Repeat every entry word for word, but leave the images out of your copy.

☆ ☆ ☆ ☆ ☆ ☆ ☆

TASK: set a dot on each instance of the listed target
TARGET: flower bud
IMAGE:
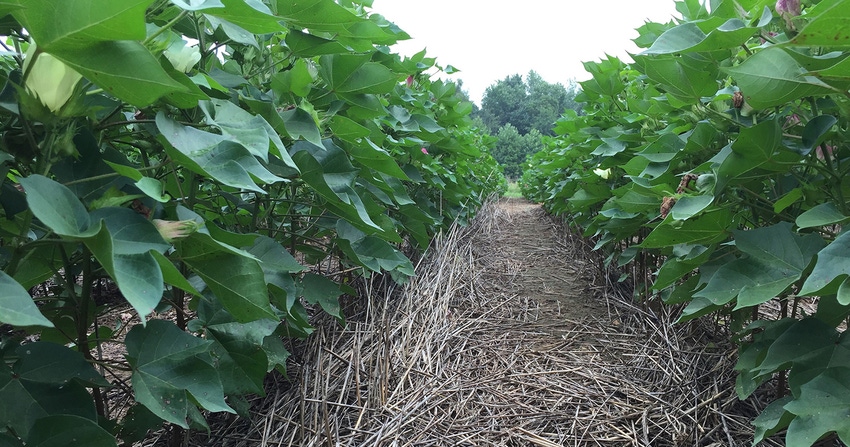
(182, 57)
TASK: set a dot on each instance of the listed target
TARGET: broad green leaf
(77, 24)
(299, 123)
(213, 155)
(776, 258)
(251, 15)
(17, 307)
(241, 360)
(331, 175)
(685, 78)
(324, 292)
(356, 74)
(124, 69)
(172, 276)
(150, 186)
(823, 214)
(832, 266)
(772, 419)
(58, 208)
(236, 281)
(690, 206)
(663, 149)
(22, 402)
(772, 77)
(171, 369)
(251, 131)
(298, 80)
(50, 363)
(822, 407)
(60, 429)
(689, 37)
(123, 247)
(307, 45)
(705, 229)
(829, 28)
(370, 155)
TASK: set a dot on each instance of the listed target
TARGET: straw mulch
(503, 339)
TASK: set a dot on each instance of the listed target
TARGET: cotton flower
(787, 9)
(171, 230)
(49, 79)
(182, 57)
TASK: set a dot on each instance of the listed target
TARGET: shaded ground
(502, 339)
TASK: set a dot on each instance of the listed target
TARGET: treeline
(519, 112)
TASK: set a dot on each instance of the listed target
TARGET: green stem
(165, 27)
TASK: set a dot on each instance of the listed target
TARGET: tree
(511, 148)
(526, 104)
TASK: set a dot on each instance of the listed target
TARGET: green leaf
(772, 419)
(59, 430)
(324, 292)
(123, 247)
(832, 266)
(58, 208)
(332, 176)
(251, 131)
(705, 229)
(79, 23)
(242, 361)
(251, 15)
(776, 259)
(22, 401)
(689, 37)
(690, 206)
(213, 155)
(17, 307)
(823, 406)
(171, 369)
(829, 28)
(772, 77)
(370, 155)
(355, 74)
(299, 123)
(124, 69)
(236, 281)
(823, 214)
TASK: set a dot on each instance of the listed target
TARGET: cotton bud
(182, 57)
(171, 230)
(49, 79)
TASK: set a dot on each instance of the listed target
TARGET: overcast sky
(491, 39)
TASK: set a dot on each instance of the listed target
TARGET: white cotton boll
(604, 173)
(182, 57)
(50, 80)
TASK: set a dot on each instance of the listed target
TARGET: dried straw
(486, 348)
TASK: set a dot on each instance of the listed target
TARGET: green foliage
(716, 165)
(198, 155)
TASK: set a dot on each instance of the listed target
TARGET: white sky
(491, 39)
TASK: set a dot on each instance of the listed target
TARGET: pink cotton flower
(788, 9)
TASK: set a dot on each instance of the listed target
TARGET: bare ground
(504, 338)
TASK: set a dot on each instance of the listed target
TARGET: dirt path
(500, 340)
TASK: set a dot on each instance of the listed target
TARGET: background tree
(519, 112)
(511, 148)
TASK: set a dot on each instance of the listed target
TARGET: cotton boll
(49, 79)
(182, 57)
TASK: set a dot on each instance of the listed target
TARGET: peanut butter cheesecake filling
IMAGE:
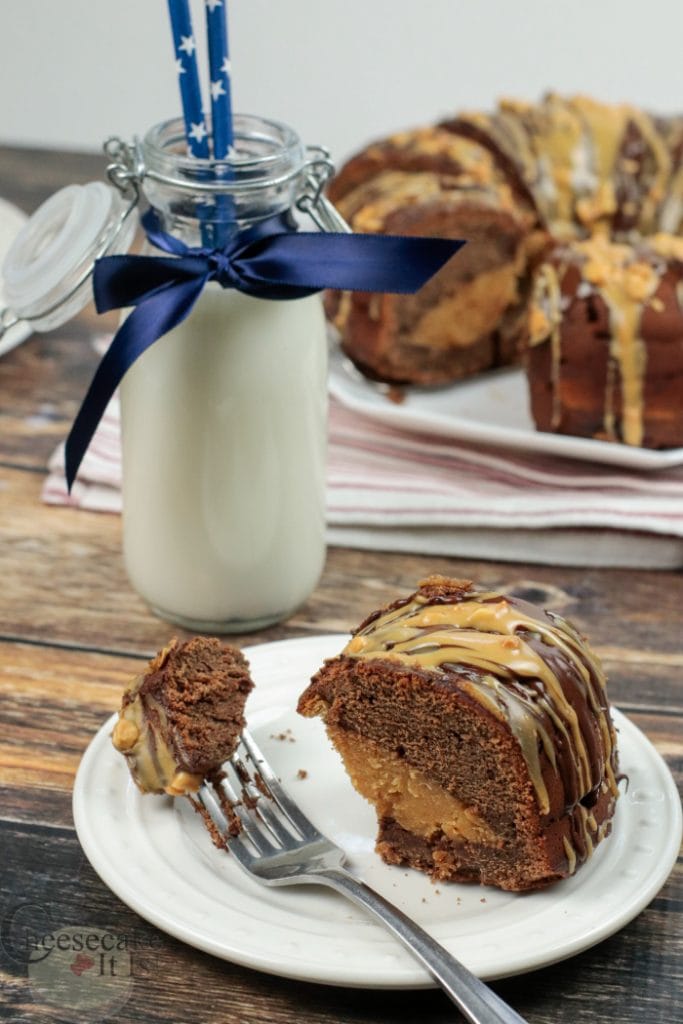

☆ ☆ ☆ ☆ ☆ ☆ ☆

Task solution ->
TASK: set a dot on each instance of the listed target
TARGET: flower bud
IMAGE:
(182, 57)
TASK: set a dot on each instance of the listed target
TARGET: broad green leaf
(77, 24)
(299, 123)
(213, 155)
(776, 258)
(251, 15)
(17, 307)
(241, 360)
(331, 175)
(685, 78)
(324, 292)
(356, 74)
(124, 69)
(172, 276)
(150, 186)
(823, 214)
(832, 266)
(772, 419)
(58, 208)
(236, 281)
(690, 206)
(663, 149)
(22, 402)
(772, 77)
(171, 369)
(251, 131)
(298, 80)
(50, 363)
(822, 407)
(60, 429)
(689, 37)
(123, 247)
(307, 45)
(705, 229)
(829, 28)
(370, 155)
TASK: set a dot on each instance of the listed target
TARGET: straw mulch
(503, 339)
TASK: set a dot on each instance of the listed target
TARGET: cotton flower
(787, 9)
(171, 230)
(49, 79)
(182, 57)
TASK: set a dot on each instance of the listed target
TARGET: shaded ground
(502, 339)
TASK: set a dot on each instance of the listed target
TARGET: treeline
(519, 112)
TASK: set a dot on each instance of the listed target
TARGET: green stem
(165, 27)
TASK: set a dot on each instance of the listed target
TARGET: tree
(511, 148)
(526, 104)
TASK: set a dot on each instance of the listed target
TARGET: green leaf
(772, 419)
(59, 430)
(324, 292)
(123, 247)
(832, 266)
(58, 208)
(332, 176)
(251, 131)
(705, 229)
(79, 23)
(242, 361)
(251, 15)
(776, 259)
(22, 401)
(689, 37)
(690, 206)
(213, 155)
(17, 307)
(823, 406)
(171, 369)
(829, 28)
(772, 77)
(370, 155)
(355, 74)
(299, 123)
(124, 69)
(236, 281)
(823, 214)
TASK: set a dot on each instance of the listed target
TARGET: cotton bud
(182, 57)
(171, 230)
(49, 79)
TASK: set a dot on each instance of the listed target
TARGET: overcast sky
(491, 39)
TASK: set a dot on each instance of the listed target
TARGET: white cotton boll
(604, 173)
(182, 57)
(50, 80)
TASK: set a dot on each instance of the listed target
TARGET: dried straw
(486, 348)
TASK: set a dot on each instance of the listed target
TARGET: green foliage
(716, 165)
(198, 155)
TASK: set a dot on each instance of the listed target
TARGET: white sky
(491, 39)
TASK: set a dot on each instance of the listed target
TARGET: pink cotton flower
(788, 9)
TASK: set a dot on each instance of the listed target
TARGET: bare ground
(504, 338)
TASK: set a dot on each instance of the listed target
TARGET: dirt path
(500, 340)
TASK: set a dot on each instance of the listed target
TARGET: background tree
(519, 112)
(511, 148)
TASK: set a dot on each instance of the listed target
TARGET: cotton boll
(49, 79)
(182, 57)
TASK: set a dot on each instance of the listed target
TARGET: peanut butter cheesecake filling
IMAGE:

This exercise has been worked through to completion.